> [SHORT PROBLEM]: Output each line of the material below as a JSON list of strings, one string per line, omitting blank lines. Leave the pictures out of the answer.

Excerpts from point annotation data
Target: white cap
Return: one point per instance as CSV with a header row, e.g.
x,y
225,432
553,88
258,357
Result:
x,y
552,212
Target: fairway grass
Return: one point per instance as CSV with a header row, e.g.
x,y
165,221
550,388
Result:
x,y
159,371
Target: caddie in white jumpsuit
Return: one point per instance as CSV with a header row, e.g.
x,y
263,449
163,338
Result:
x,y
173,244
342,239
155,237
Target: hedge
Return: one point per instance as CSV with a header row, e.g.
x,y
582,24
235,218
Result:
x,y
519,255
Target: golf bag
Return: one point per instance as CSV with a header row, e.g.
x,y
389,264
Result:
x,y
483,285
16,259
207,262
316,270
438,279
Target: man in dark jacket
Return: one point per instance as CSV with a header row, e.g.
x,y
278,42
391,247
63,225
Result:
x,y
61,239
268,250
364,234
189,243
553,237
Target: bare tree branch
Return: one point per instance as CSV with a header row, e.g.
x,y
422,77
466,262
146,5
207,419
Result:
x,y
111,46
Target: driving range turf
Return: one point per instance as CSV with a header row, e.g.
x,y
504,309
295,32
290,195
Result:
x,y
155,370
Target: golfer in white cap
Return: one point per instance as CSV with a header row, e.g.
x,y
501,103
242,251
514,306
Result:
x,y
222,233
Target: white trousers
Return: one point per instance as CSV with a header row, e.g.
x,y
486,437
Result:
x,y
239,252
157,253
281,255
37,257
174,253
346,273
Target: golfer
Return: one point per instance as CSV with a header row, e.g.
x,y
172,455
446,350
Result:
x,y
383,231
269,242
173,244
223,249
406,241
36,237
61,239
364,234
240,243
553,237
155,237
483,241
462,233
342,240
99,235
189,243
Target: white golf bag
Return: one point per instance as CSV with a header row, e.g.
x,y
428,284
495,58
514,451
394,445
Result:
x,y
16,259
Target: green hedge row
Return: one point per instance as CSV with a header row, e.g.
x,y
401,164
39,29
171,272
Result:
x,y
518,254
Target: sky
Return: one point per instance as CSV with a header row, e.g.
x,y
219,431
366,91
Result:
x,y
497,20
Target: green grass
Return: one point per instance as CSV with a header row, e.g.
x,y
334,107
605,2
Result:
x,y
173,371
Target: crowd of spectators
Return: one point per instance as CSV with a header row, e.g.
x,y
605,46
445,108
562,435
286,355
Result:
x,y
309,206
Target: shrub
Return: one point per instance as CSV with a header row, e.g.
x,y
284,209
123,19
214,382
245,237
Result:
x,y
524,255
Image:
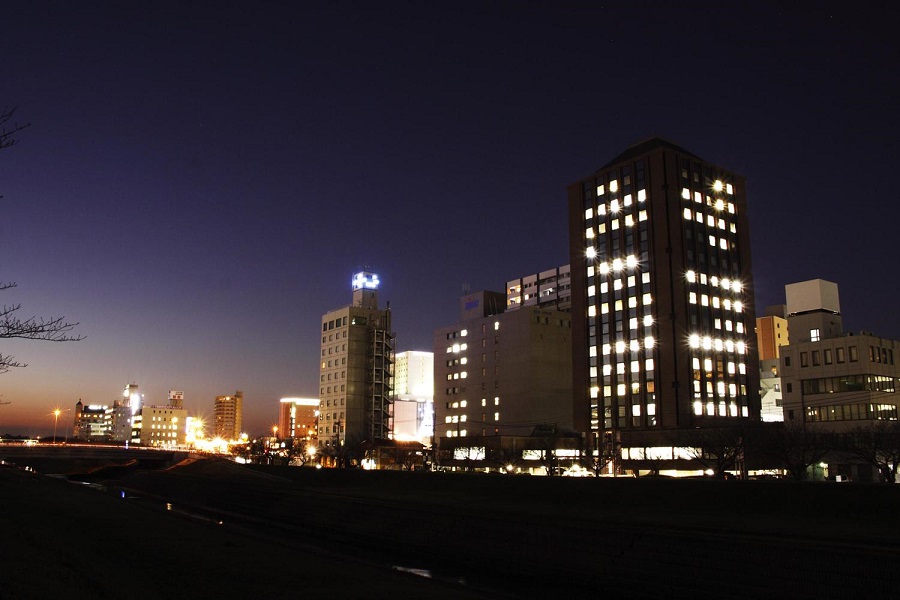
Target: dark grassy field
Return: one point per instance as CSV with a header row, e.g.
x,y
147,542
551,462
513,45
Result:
x,y
503,535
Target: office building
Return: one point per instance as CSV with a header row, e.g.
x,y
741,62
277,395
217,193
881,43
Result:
x,y
228,415
93,422
771,335
356,374
547,289
298,418
499,372
662,298
831,380
412,415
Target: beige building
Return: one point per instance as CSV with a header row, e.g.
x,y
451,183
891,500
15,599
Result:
x,y
298,418
412,411
356,373
228,414
501,372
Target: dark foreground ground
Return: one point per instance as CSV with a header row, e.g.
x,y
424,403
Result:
x,y
297,531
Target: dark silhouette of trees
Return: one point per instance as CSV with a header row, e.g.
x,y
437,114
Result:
x,y
795,448
718,449
55,329
877,445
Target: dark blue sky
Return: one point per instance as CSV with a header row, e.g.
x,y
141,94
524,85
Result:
x,y
199,183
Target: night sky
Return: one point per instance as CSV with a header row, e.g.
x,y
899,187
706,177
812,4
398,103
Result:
x,y
200,182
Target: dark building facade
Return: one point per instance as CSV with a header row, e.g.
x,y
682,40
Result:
x,y
662,297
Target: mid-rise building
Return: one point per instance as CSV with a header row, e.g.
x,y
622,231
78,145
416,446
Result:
x,y
93,422
499,372
356,373
228,414
412,412
298,418
547,289
831,380
771,335
662,298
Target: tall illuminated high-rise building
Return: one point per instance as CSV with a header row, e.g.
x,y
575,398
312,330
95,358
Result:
x,y
357,368
662,297
229,415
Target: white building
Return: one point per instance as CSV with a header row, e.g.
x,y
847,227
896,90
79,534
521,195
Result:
x,y
413,406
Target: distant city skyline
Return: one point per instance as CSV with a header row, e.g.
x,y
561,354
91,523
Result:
x,y
199,182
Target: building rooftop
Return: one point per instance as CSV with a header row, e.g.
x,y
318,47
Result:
x,y
644,146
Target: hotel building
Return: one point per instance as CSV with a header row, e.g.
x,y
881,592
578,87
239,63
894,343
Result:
x,y
502,372
412,412
357,368
228,415
662,298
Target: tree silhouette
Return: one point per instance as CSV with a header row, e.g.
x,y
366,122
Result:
x,y
54,329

> [WRITTEN RESPONSE]:
[
  "Target: white cap",
  "Return: one point per instance as CSV with a header row, e.g.",
  "x,y",
  "225,432",
  "553,88",
  "258,357",
  "Result:",
  "x,y",
  "552,212",
  "Target: fairway grass",
  "Return: one point per instance as CSV with a header row, e.g.",
  "x,y",
  "165,221",
  "550,388",
  "Result:",
  "x,y",
  "159,371",
  "Target: caddie in white jumpsuit",
  "Return: one point per instance as CSV with a header row, e.g.",
  "x,y",
  "263,449",
  "163,338",
  "Result:",
  "x,y",
  "173,244",
  "342,239",
  "155,237",
  "Target: hedge",
  "Return: one point per instance as CSV with a header row, e.g.",
  "x,y",
  "582,24",
  "235,218",
  "Result:",
  "x,y",
  "519,255",
  "Target: golf bag",
  "Return: one point per instance as CSV with a header row, e.g.",
  "x,y",
  "389,264",
  "Result:",
  "x,y",
  "483,285",
  "16,259",
  "207,262",
  "316,270",
  "438,279",
  "Target: man in dark jacket",
  "Return: one point per instance as CSV with a header row, e.g.",
  "x,y",
  "278,42",
  "391,247",
  "63,225",
  "Result:",
  "x,y",
  "61,239",
  "268,250",
  "364,234",
  "189,243",
  "553,237",
  "Target: bare tree branch",
  "Return: one point per instance as CSV with a header row, e.g.",
  "x,y",
  "422,77",
  "466,262",
  "146,5",
  "207,419",
  "Result:",
  "x,y",
  "111,46",
  "Target: driving range turf",
  "Return: one point per instance as CSV with a header row, e.g.",
  "x,y",
  "504,309",
  "295,32",
  "290,195",
  "Result:",
  "x,y",
  "155,370",
  "Target: golfer in white cap",
  "Return: one point per instance as CSV with a header row, e.g.",
  "x,y",
  "501,103",
  "242,251",
  "514,306",
  "Result:",
  "x,y",
  "222,233",
  "Target: white trousers",
  "Return: one point per instance as CSV with a header row, e.g.",
  "x,y",
  "486,437",
  "Result:",
  "x,y",
  "239,252",
  "157,253",
  "281,255",
  "37,257",
  "174,253",
  "346,273",
  "Target: golfer",
  "Return: one point per instance as CSV with a header row, e.g.",
  "x,y",
  "172,455",
  "446,350",
  "Result:",
  "x,y",
  "383,231",
  "269,242",
  "173,244",
  "223,249",
  "406,241",
  "36,237",
  "61,239",
  "364,234",
  "240,243",
  "553,237",
  "155,237",
  "483,241",
  "462,233",
  "342,240",
  "99,235",
  "189,243",
  "Target: white golf bag",
  "Return: one point per instance as CSV with a header row, e.g.",
  "x,y",
  "428,284",
  "495,58",
  "514,451",
  "394,445",
  "Result:",
  "x,y",
  "16,259",
  "Target: green hedge row",
  "Return: one point per instance as CSV with a header row, e.g.",
  "x,y",
  "401,164",
  "39,29",
  "171,272",
  "Result:",
  "x,y",
  "518,254",
  "Target: sky",
  "Return: one point per instance as CSV with a header row, e.g.",
  "x,y",
  "219,431",
  "366,91",
  "Result:",
  "x,y",
  "497,20",
  "Target: green grass",
  "Return: one point per instance as CSV with a header row, e.g.",
  "x,y",
  "334,107",
  "605,2",
  "Result:",
  "x,y",
  "173,371",
  "Target: crowd of spectators",
  "Return: one point per instance as CSV with a header row, e.g.",
  "x,y",
  "605,46",
  "445,108",
  "562,435",
  "286,355",
  "Result:",
  "x,y",
  "309,206",
  "Target: shrub",
  "Return: one point per instance as CSV with a header row, e.g.",
  "x,y",
  "284,209",
  "123,19",
  "214,382",
  "245,237",
  "Result:",
  "x,y",
  "524,255",
  "Image:",
  "Target: dark grassy field",
  "Return: one point per instance as CSV with a header row, e.g.",
  "x,y",
  "147,542",
  "551,462",
  "513,45",
  "Result:",
  "x,y",
  "503,535",
  "Target: office building",
  "Return: one point per instance as CSV with a header row, e.g.",
  "x,y",
  "741,62",
  "277,395",
  "217,193",
  "881,43",
  "Result:",
  "x,y",
  "228,415",
  "93,422",
  "771,335",
  "356,374",
  "547,289",
  "298,418",
  "499,372",
  "662,298",
  "831,380",
  "412,415",
  "Target: beige building",
  "Return: one point per instance as CSV with a header row, e.g.",
  "x,y",
  "451,183",
  "891,500",
  "15,599",
  "Result:",
  "x,y",
  "298,418",
  "412,411",
  "356,373",
  "228,414",
  "501,372",
  "Target: dark foreground ground",
  "Return: one point per instance as CSV with a header row, e.g.",
  "x,y",
  "424,403",
  "Result:",
  "x,y",
  "297,531",
  "Target: dark silhouette of trees",
  "Return: one point per instance as CSV with a header row, e.g.",
  "x,y",
  "437,114",
  "Result:",
  "x,y",
  "795,448",
  "718,449",
  "55,329",
  "877,445",
  "Target: dark blue sky",
  "Return: one point per instance as CSV with a header row, e.g.",
  "x,y",
  "141,94",
  "524,85",
  "Result:",
  "x,y",
  "199,183",
  "Target: night sky",
  "Return: one point per instance as CSV with a header row, e.g.",
  "x,y",
  "899,187",
  "706,177",
  "812,4",
  "398,103",
  "Result:",
  "x,y",
  "200,182",
  "Target: dark building facade",
  "Return: one point per instance as CSV with a header row, e.g.",
  "x,y",
  "682,40",
  "Result:",
  "x,y",
  "662,297",
  "Target: mid-rise building",
  "Return: one point per instance as CSV with a header row, e.g.",
  "x,y",
  "622,231",
  "78,145",
  "416,446",
  "Result:",
  "x,y",
  "93,422",
  "499,372",
  "356,373",
  "228,414",
  "412,412",
  "298,418",
  "547,289",
  "831,380",
  "771,335",
  "662,298",
  "Target: tall illuminated high-rise building",
  "Return: one point per instance as CSV with a header row, e.g.",
  "x,y",
  "575,398",
  "312,330",
  "95,358",
  "Result:",
  "x,y",
  "357,368",
  "662,297",
  "229,415",
  "Target: white building",
  "Return: one point per instance as CSV with a header row, e.g.",
  "x,y",
  "847,227",
  "896,90",
  "79,534",
  "521,195",
  "Result:",
  "x,y",
  "413,406",
  "Target: distant city skyline",
  "Return: one point per instance as CSV with a header row, e.g.",
  "x,y",
  "561,354",
  "91,523",
  "Result:",
  "x,y",
  "199,182",
  "Target: building rooftop",
  "Return: one point per instance as CSV with a header row, e.g.",
  "x,y",
  "318,47",
  "Result:",
  "x,y",
  "644,146",
  "Target: hotel building",
  "Return: one point per instance as CSV with a header row, e.g.",
  "x,y",
  "881,592",
  "578,87",
  "239,63",
  "894,343",
  "Result:",
  "x,y",
  "502,372",
  "412,412",
  "357,368",
  "228,415",
  "662,298",
  "Target: tree silhouette",
  "Return: one point per instance as CSV with a header row, e.g.",
  "x,y",
  "366,122",
  "Result:",
  "x,y",
  "54,329"
]